SELECTED EXTRACT:
In Israel’s Biggest Medical-cannabis Deal, Cannbit Buys Tikun Olam

$41.5 million sale comes after Tikun Olam failed to get permission to grow cannabis commercially

Cannabis seedlings are cared for by a worker in a green house of the cannabis cultivating and processing plant at Revadim Industrial Center in Lod, Israel, on January 23, 2019.
Bea Kallos / MTI / AP

In the country’s largest ever medical-marijuana merger, publicly traded Cannbit Pharmaceuticals said on Monday it was buying Tikun Olam’s Israel operations for a price that could reach as high as $41.5 million.

The deal came after Cannbit sharply reduced its asking price for troubled Tikun Olam, which is controlled by Tzachi Cohen. Completion of the sale hinges on approval by the health ministry.

Cohen is a global medical marijuana entrepreneur who made $255 million from the sale of MedReleaf, in which he had a 13% stake, to the Canadian cannabis giant Aurora last year. He pioneered the Israeli medical cannabis industry by founding Tikun Olam as a nonprofit in 2005.

(Records in a dataset)
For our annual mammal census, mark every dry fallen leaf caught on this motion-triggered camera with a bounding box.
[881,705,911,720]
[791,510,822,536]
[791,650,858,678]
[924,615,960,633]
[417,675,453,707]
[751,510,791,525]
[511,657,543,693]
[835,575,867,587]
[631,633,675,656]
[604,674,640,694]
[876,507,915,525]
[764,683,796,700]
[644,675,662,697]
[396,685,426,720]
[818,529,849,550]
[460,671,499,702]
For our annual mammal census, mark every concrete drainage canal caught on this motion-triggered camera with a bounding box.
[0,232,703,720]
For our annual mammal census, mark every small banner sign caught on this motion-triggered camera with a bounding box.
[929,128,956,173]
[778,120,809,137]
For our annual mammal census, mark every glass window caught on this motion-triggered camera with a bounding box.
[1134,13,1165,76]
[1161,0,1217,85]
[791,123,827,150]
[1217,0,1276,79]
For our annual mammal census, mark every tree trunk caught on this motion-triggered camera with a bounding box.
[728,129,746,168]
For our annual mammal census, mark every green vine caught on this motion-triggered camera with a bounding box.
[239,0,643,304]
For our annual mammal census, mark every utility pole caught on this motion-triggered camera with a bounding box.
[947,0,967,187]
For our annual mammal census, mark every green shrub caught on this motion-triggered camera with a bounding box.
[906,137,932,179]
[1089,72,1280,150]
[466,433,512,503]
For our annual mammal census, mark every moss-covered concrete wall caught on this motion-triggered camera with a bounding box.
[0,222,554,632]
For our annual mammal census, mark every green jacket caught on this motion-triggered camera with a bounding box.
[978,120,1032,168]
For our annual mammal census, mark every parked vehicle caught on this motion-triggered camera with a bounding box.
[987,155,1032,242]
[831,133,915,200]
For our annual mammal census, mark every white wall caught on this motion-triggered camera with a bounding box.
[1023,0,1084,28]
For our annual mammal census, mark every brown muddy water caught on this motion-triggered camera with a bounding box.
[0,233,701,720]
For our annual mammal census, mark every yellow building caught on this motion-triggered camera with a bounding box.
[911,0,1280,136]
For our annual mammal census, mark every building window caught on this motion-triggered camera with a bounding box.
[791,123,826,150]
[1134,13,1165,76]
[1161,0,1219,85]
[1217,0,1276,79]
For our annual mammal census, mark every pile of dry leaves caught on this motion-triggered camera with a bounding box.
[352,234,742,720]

WORK TO COMPLETE:
1. In the article about Cannbit buying Tikun Olam, reproduce the passage starting at "In Israel’s Biggest" and ending at "the health ministry.", swapping "health ministry" for "Ministry of Health".
2. According to the article about Cannbit buying Tikun Olam, in what year did Tzachi Cohen found Tikun Olam, and in what form?

RESPONSES:
1.
In Israel’s Biggest Medical-cannabis Deal, Cannbit Buys Tikun Olam

$41.5 million sale comes after Tikun Olam failed to get permission to grow cannabis commercially

Cannabis seedlings are cared for by a worker in a green house of the cannabis cultivating and processing plant at Revadim Industrial Center in Lod, Israel, on January 23, 2019.
Bea Kallos / MTI / AP

In the country’s largest ever medical-marijuana merger, publicly traded Cannbit Pharmaceuticals said on Monday it was buying Tikun Olam’s Israel operations for a price that could reach as high as $41.5 million.

The deal came after Cannbit sharply reduced its asking price for troubled Tikun Olam, which is controlled by Tzachi Cohen. Completion of the sale hinges on approval by the Ministry of Health.

2. He founded Tikun Olam as a nonprofit in 2005.